----- DATA FOR THE TASK

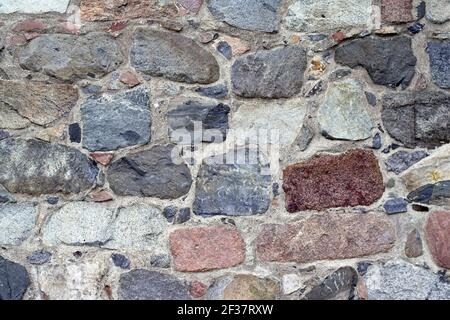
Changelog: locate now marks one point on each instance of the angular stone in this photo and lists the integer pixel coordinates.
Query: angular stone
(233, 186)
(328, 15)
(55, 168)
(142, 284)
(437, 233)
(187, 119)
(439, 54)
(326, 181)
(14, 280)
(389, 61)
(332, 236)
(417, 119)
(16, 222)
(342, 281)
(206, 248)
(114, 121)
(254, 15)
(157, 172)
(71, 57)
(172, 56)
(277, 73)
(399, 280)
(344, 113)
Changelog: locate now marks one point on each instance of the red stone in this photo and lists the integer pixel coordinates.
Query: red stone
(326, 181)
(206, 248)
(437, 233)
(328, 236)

----------
----- DATA FOR THE TASK

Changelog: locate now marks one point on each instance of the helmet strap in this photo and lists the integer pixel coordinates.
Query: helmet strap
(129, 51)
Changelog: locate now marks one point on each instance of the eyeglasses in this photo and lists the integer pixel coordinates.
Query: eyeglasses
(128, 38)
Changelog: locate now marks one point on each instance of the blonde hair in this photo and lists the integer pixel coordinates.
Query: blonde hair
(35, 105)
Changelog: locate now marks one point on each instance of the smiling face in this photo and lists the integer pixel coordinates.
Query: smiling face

----------
----- DATA FOR THE TASK

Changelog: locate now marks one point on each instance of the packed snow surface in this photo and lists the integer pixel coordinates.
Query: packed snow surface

----------

# CHALLENGE
Return, word for word, the lines of the listing above, starting at the line that contains "of the smiling" and stopping after the line that contains "Query: smiling face".

# SOLVED EXERCISE
Changelog: locate now marks one point on each instance of the smiling face in this photo and lists the integer pixel coordinates.
Query: smiling face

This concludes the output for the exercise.